▽
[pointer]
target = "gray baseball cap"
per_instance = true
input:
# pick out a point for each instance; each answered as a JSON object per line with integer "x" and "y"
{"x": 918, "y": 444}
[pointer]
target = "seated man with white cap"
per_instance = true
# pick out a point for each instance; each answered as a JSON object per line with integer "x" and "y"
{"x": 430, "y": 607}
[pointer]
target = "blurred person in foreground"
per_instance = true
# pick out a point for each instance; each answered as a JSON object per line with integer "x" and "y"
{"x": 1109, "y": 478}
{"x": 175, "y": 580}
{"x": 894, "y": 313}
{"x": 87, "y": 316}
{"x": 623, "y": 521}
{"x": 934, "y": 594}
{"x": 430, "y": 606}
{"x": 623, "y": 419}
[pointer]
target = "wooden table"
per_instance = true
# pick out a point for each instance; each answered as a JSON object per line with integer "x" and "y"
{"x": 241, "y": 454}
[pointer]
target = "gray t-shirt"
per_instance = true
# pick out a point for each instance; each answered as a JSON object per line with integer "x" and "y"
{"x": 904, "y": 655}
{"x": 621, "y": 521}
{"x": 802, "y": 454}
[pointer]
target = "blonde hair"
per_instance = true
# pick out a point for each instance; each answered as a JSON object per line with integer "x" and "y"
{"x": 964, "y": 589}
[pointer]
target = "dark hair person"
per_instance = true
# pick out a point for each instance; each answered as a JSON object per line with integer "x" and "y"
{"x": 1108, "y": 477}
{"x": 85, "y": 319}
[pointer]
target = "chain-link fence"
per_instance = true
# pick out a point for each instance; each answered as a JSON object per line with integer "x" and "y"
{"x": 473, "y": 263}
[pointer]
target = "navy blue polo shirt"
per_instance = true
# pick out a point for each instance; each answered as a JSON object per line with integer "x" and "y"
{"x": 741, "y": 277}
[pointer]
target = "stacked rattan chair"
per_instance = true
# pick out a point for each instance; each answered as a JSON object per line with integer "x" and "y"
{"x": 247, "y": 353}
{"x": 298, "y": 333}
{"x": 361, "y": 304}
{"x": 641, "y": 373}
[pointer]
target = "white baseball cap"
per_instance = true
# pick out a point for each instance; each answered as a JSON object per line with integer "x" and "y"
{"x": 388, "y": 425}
△
Output the records above in their entirety, exactly.

[pointer]
target = "gray baseball cap"
per_instance = true
input:
# pick out a point for each instance; each answered as a JSON object per line with integer "x" and "y"
{"x": 918, "y": 444}
[pointer]
target = "seated man with white cap"
per_instance = true
# pick out a point for each instance; each answered as a JSON object per line with integer "x" and "y"
{"x": 430, "y": 607}
[pointer]
target = "blurred person in foreground"
per_instance = true
# pick out a point for each instance; each answered as a JSON object per line with integer "x" and "y"
{"x": 1109, "y": 478}
{"x": 175, "y": 580}
{"x": 894, "y": 313}
{"x": 87, "y": 316}
{"x": 623, "y": 521}
{"x": 934, "y": 594}
{"x": 430, "y": 606}
{"x": 623, "y": 419}
[pointer]
target = "wooden table"
per_instance = true
# pick out a point for each instance; each answered as a JSON object per line with integer "x" and "y"
{"x": 241, "y": 454}
[pointer]
target = "gray t-shirt"
per_instance = true
# pick out a point for each instance; each answered as a JSON object per line with integer "x" and "y"
{"x": 904, "y": 655}
{"x": 621, "y": 521}
{"x": 802, "y": 454}
[pointer]
target = "blonde hair"
per_instance = true
# pick out a point for each instance; each answered as a JSON object per line with integer "x" and "y"
{"x": 964, "y": 589}
[pointer]
target = "dark hair person"
per_instance = true
# pick out a point for each instance; each answered as a JSON object per line with integer "x" and "y"
{"x": 1108, "y": 477}
{"x": 85, "y": 319}
[pointer]
target = "chain-link fence"
per_instance = true
# pick out a point for each instance; each answered as a JSON object per line with integer "x" and "y"
{"x": 473, "y": 263}
[pointer]
target = "navy blue polo shirt"
per_instance = true
# pick out a point for each instance; each answered as a JSON object per line with integer "x" and "y"
{"x": 741, "y": 277}
[pointer]
target = "stacked rattan chair"
per_instance = true
# pick out a point for each instance; each answered as a JSON object per line with integer "x" and "y"
{"x": 247, "y": 353}
{"x": 298, "y": 333}
{"x": 361, "y": 304}
{"x": 641, "y": 373}
[pointer]
target = "white baseball cap"
per_instance = true
# pick out a point for each instance; each answered as a JSON object per line with integer "x" and "y"
{"x": 388, "y": 425}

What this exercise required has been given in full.